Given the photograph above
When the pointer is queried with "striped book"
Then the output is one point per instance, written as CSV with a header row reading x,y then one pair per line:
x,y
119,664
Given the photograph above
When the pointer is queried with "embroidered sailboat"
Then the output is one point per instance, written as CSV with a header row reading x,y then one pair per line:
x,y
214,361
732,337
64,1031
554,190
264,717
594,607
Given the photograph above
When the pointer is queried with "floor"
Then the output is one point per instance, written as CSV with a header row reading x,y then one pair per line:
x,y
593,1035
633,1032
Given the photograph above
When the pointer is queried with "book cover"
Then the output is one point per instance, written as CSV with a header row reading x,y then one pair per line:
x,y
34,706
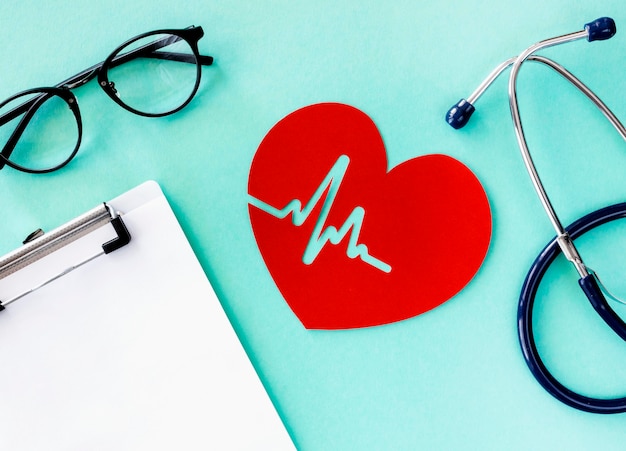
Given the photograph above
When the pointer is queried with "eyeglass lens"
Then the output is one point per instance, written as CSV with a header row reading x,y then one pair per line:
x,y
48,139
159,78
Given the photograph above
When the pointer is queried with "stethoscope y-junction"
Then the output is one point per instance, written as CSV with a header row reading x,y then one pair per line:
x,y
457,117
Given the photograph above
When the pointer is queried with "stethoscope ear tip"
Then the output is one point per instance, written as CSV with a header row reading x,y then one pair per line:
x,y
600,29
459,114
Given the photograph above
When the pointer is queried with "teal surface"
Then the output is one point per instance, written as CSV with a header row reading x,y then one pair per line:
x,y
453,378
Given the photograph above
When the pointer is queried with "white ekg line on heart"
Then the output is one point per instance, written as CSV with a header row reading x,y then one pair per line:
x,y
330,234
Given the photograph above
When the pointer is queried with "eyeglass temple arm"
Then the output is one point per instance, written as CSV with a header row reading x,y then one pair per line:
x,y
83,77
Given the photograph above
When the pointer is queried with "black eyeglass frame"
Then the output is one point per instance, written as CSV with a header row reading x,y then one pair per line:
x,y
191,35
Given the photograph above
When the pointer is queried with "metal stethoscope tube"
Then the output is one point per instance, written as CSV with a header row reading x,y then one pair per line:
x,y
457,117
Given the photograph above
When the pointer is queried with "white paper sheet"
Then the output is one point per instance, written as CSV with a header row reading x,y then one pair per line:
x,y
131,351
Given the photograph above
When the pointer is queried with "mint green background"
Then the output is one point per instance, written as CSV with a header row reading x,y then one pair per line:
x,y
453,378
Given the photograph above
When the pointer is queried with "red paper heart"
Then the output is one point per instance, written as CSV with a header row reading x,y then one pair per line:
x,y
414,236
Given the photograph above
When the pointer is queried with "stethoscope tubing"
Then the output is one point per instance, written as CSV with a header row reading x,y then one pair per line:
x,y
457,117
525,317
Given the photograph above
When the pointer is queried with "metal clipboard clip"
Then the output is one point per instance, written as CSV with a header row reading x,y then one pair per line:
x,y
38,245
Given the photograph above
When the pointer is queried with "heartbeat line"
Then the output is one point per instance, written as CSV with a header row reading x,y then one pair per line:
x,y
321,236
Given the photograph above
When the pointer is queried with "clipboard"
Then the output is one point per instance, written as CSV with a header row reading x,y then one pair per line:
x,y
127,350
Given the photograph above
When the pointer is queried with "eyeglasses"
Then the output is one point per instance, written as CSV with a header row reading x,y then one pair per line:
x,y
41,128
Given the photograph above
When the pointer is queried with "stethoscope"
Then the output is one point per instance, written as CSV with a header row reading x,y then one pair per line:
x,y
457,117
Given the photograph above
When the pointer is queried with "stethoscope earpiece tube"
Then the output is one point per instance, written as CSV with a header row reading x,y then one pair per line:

☆ ☆ ☆

Exercise
Write out the listing above exactly as it stands, pictures excluded.

Response for this exercise
Given the photograph above
When the pointer is queried with "striped book"
Then the output is one point per instance, written as CSV with a header row reading x,y then one pair per line:
x,y
119,664
Given the photograph above
When the pointer is queried with "embroidered sailboat"
Then the output is one point per instance, written as CSV with a header row reading x,y then one pair per line:
x,y
214,361
732,337
64,1031
554,190
264,717
594,607
Given the photograph above
When the pointer is queried with "floor"
Then the output is one point per instance, written as CSV with a header row reading x,y then one pair per line:
x,y
593,1035
633,1032
Given the photograph above
When the pointer is queried with "book cover"
Then the output is one point per instance, written as CSV with a header row reading x,y then one pair per line:
x,y
34,706
Given the photograph above
When the pointer is queried with "eyeglass lens"
Then the output is one point per instance, written as CSV with a header row reading x,y then one pair per line:
x,y
48,139
159,78
Given the photograph above
When the pointer is queried with "stethoscope y-junction"
Then the output is one point per instance, written as CSV with a header row reading x,y then one pair per line:
x,y
457,117
Given the photograph above
When the pointer is queried with "stethoscope ear tip"
Then the output is one point per instance, written as CSV with a header row reading x,y then one pair per line:
x,y
600,29
459,114
Given the photograph above
When the pointer is queried with "teal surface"
Then the output is one point per instance, written as CSV with a header row reading x,y then one pair per line:
x,y
453,378
Given the photograph above
When the pointer is queried with "white ekg line on heart"
Then the output is one point per instance, written as CSV with a header row reading x,y then one pair per line:
x,y
330,234
Given the photograph above
When the pointer is queried with "eyeglass temple arm"
Then the output is one point per instance, written as CSV with a header row reading x,y then one pair per line:
x,y
83,77
Given the photograph above
When the pointer is queried with "black eyeglass frame"
Then the output is one point per instance, written as CSV with a header row reading x,y then one pair per line:
x,y
191,35
Given the photograph above
When the pointer is queried with "metal stethoscope tube"
Then the output is one point per instance, written as CSV with a header row reading x,y then one pair per line:
x,y
457,117
Given the photograph above
When the pointer is queried with "white paper sheet"
Then the output is one point per instance, written as CSV with a header row reading x,y then one pair per line:
x,y
131,351
Given the photograph above
When the pointer is queried with "mint green background"
Then the output is one point per instance, written as CSV with a header row reading x,y then one pair per line:
x,y
453,378
Given the photograph above
When the pointer is queried with "red paper heart"
Then the output is one point per instance, written as CSV with a header row reading x,y then one pair per line:
x,y
414,236
Given the photograph above
When the pointer is queried with "stethoscope tubing"
Then the output is one point per instance, written as CSV with a header row reading x,y then one pair per line:
x,y
457,117
525,317
Given the photograph above
When the pointer is queried with "metal clipboard clip"
Then the output is one point per instance, written as CSV with a header row reading x,y then one pair per line:
x,y
38,245
Given the photograph above
When the pointer is queried with "heartbeat line"
Then the output is one point per instance, written as CSV with a header row reading x,y then one pair per line:
x,y
321,236
Given the photograph above
When the pointer is queried with "clipboard"
Then the output is one point per instance, written as CSV with a header row reading x,y then one pair per line:
x,y
127,350
Given the photograph above
When the pointer is queried with "eyeglasses"
Then the output is one point per instance, written as CSV with a header row reading x,y then one pair per line:
x,y
41,128
Given the photograph above
When the pointer is queried with "stethoscope"
Then the output is one point per instance, written as CSV with a header row reading x,y then one pair per line:
x,y
457,117
Given the photograph above
When the pointer is queried with "stethoscope earpiece tube"
Then the output is one point per instance, written as CSV with a header row reading x,y then one pair per line:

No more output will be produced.